• TEXTO:
•••••

Las madres son las grandes ausentes
de los relatos. Me refiero a las madres en cuanto sujetas autónomas, completas
y complejas, más allá de la versión instrumental que de ellas presenta la cultura.
Es decir, las madres como individuas no resignadas al “hágase en mí según tu voluntad”.
Tal y como lo explica con todo detalle la escritora Laura Freixas, la maternidad,
en cuento hecho que no es solo biológico, sino que incluso podríamos calificar
de político, está ausente de los relatos colectivos. Nada de extrañar, pues,
que tampoco lo esté con la centralidad debida en las agendas políticas.
Justamente por ello es tan de agradecer una película como Tully, el último largometraje de Jason Reitman, el director que
hace unos años, de la mano de su guionista de cabecera, Diablo Cody, nos sorprendió
con otra historia de una madre adolescente: Juno.

•••••

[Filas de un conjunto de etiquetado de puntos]
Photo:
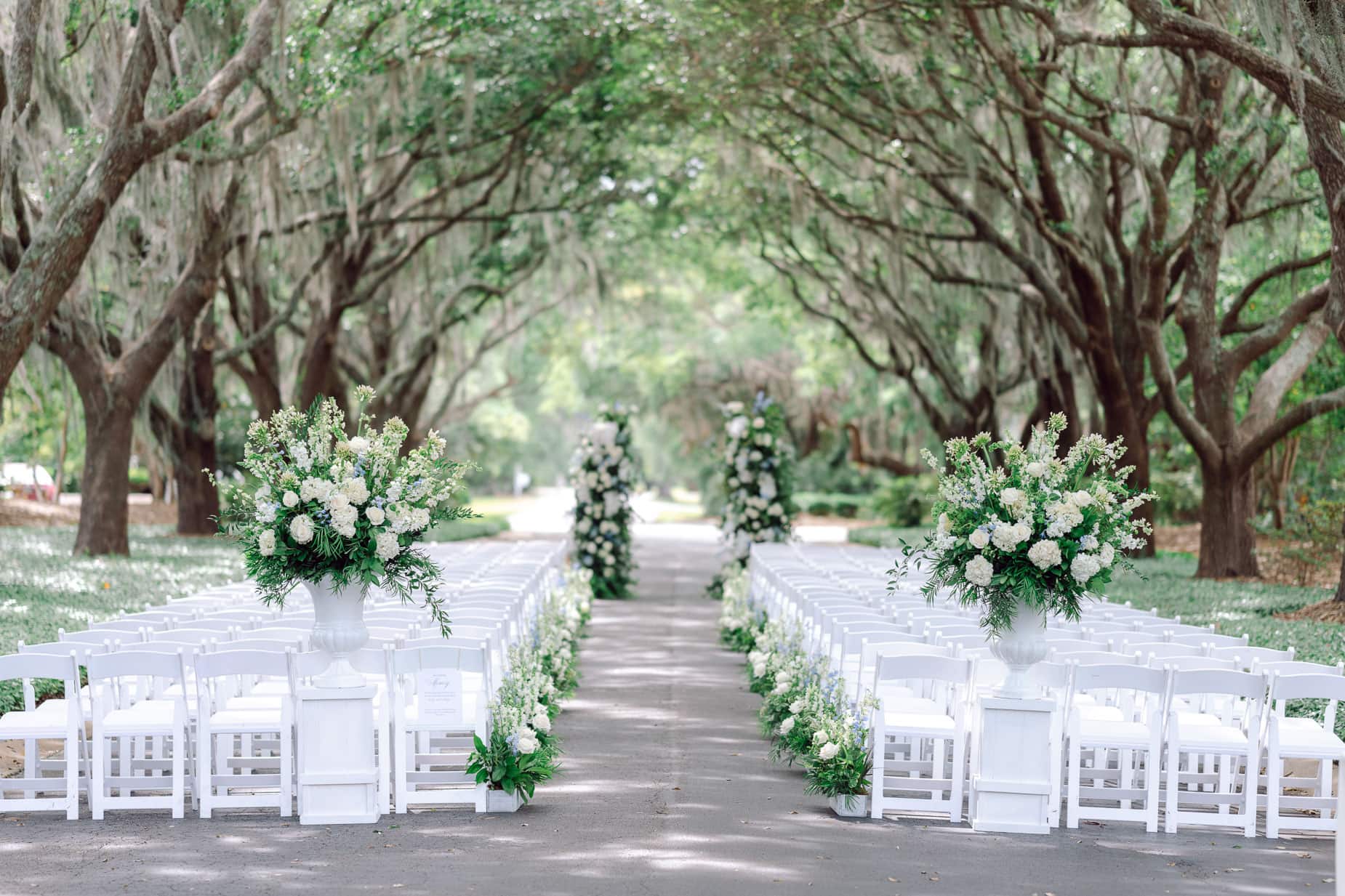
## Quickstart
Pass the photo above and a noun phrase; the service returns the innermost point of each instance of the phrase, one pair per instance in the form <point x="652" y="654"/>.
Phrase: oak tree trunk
<point x="105" y="485"/>
<point x="1227" y="540"/>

•••••

• TAREAS PROPUESTAS:
**1.** Responde estas preguntas sobre el texto de las madres en los relatos:
(a) ¿Qué escritora se cita al hablar de la ausencia de la maternidad en los relatos colectivos?
(b) ¿Quién es el director de Tully?
(c) ¿Cómo se titula la otra historia de una madre adolescente con la que ese director sorprendió hace unos años?
**2.** Continúa el texto sobre las madres en los relatos a partir de su última oración.
Las filas son material aparte del texto.

• RESPUESTAS:
**1.**
(a) Laura Freixas.
(b) Jason Reitman.
(c) Juno.

**2.**
Con un aparente tono de comedia,
que en algunos instantes parece volverse trágica, la historia se centra en esa
parte habitualmente oculta de la maternidad, la que se disfraza en los imaginarios
idílicos y en los spots que comercian con el vientre de las mujeres como si se
tratase de un paraíso hecho a imagen y semejanza de los hombres. Con una
precisión de bisturí o, lo que es lo mismo, a través de un guión que solo podría
haber escrito una mujer, asistimos a todos los sufrimientos, dilemas y
angustias que experimenta la protagonista, Marlo, cuando da a luz a su tercer hijo. Aunque nunca se nombre como tal, vemos a
Marlo sufrir una depresión postparto, la contemplamos angustiada cuando se mira
en el espejo y no se reconoce, sufrimos con ella cuando no encuentra su
identidad y cuando se plantea si tiene sentido una vida tan aparentemente
feliz. Todo ello al lado de un marido que, si bien se nos presenta como un tipo
amable y comprensivo, está ausente la mayor parte del tiempo. Es el varón
proveedor, un niño grande al que también cuidar y para el que el sentido de la
corresponsabilidad aparece muy relajado. Basta con verlo tumbado en la cama,
después de cenar, perdiendo el tiempo
con un videojuego de esos con los que los adolescentes, y no tanto, se dedican
a matar enemigos. El marido amoroso es
un niño grande que ni siquiera sabe cómo renegociar el pacto. El, como diligente
padre de familia, tiene claro que para que él se dedique a esas cosas tan
importantes que lo ocupan durante el día, necesita una Marlo que mantenga los vínculos afectivos, y por supuesto los cuidados que nadie valora. Una Marlo
que también, por supuesto, y como vemos en una de las escenas más discutibles
de la película, parece tener la obligación de continuar siendo deseable por él.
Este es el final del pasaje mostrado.